_제시 자료_
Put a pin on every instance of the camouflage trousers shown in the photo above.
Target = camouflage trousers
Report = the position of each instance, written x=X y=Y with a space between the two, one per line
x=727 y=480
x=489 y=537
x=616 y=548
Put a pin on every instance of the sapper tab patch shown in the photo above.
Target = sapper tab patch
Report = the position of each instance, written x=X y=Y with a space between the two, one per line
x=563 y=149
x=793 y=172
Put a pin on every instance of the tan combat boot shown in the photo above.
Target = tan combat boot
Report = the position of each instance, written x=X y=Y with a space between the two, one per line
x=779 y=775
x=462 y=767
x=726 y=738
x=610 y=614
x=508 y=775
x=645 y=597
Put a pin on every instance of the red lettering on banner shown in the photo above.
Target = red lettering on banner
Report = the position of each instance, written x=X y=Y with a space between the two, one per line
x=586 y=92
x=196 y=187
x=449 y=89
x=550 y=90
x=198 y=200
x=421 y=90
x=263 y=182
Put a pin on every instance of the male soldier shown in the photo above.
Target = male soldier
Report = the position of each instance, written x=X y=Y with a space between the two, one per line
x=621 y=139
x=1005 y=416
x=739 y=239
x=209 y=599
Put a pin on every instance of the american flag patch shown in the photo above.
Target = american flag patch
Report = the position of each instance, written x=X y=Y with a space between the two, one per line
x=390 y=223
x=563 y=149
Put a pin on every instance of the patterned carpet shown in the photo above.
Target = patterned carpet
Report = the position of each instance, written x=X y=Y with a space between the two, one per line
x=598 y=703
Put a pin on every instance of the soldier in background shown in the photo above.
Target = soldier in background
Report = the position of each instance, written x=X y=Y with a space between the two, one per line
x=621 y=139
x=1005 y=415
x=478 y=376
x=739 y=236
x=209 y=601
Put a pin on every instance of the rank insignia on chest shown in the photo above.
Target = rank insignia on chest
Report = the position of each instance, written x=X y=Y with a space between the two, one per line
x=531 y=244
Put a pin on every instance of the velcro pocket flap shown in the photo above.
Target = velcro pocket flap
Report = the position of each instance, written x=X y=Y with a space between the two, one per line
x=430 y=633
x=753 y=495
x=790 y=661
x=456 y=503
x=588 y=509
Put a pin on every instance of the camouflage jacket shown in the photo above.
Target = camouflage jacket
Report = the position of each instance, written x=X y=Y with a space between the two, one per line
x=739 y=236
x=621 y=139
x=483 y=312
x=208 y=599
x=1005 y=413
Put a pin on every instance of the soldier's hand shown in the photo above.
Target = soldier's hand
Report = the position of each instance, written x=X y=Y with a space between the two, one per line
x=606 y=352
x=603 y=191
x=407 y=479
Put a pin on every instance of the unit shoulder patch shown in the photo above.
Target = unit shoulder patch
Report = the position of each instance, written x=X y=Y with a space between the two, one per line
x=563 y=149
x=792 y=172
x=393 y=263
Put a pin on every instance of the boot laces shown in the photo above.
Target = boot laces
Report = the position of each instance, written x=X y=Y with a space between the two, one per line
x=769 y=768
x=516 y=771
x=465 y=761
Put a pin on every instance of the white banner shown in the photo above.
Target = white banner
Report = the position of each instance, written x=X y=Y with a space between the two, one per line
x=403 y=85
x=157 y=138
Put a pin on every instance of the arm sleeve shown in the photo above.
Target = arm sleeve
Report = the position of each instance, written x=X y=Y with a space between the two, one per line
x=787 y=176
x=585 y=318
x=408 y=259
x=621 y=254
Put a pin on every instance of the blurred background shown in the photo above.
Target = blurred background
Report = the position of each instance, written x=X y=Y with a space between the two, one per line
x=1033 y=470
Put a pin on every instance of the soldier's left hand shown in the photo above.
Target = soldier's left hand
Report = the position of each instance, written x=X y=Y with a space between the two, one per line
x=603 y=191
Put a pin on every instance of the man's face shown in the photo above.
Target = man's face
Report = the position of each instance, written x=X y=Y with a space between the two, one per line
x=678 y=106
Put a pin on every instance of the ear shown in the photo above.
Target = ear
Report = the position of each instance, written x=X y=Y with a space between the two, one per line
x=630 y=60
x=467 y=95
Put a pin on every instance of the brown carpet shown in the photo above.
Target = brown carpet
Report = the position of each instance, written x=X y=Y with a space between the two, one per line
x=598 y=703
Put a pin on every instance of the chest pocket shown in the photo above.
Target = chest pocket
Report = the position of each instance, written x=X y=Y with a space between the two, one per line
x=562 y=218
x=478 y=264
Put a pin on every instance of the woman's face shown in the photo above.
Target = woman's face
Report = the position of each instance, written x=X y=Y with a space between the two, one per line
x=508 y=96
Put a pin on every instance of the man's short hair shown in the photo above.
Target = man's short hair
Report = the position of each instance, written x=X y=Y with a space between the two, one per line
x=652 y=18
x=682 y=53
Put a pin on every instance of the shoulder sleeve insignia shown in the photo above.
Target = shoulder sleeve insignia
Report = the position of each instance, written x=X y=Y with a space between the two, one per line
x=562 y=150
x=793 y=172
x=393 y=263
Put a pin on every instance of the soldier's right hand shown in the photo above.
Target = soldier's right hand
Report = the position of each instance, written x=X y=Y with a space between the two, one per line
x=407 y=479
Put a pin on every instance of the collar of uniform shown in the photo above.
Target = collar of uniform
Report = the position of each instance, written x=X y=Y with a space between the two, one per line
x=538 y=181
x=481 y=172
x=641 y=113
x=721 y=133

_주어진 과제_
자료 가운데 "Put a pin on every instance of the unit" 문구가 있는 줄부터 "x=678 y=106" 문구가 있는 줄까지를 다시 쓰세요. 이때 "boot laces" 부분만 "shoelaces"로 고치고 나머지는 모두 그대로 두세요.

_정답_
Put a pin on every instance of the unit shoulder patch shown in the photo above.
Target = unit shoulder patch
Report = the position of each instance, written x=X y=Y with a space between the two, one per line
x=563 y=149
x=792 y=172
x=393 y=263
Put a pin on every instance of the shoelaces shown in the photo above.
Target = shoelaces
Report = the position of each instance, written x=X y=Y with a space between the two, one per line
x=769 y=768
x=516 y=771
x=465 y=761
Put a pin on every instance of the white banner shown in the photo above.
Target = white banner
Report = the position of each instance, written x=X y=Y with a space between the two, one per line
x=403 y=85
x=157 y=138
Put a pin on every instance of the arm sleeve shown in the photo above.
Target = arm sleeve
Report = the position of each instance, written x=X y=Y with a space between the two, one per line
x=787 y=176
x=585 y=318
x=408 y=259
x=621 y=254
Put a pin on every instance of the blurred background shown in the photo above.
Target = blurred background
Report = the position of each instance, written x=X y=Y with a space between the two, one per line
x=1033 y=470
Put a pin on every instance of the soldier's left hand shown in the photo above.
Target = soldier's left hand
Report = the position of each instance, written x=X y=Y with a space between the two, one per line
x=603 y=191
Put a pin on every instance of the man's face shown in the photo above.
Target = man's face
Report = the position of each instance, written x=X y=Y with a space between the two, one per line
x=678 y=106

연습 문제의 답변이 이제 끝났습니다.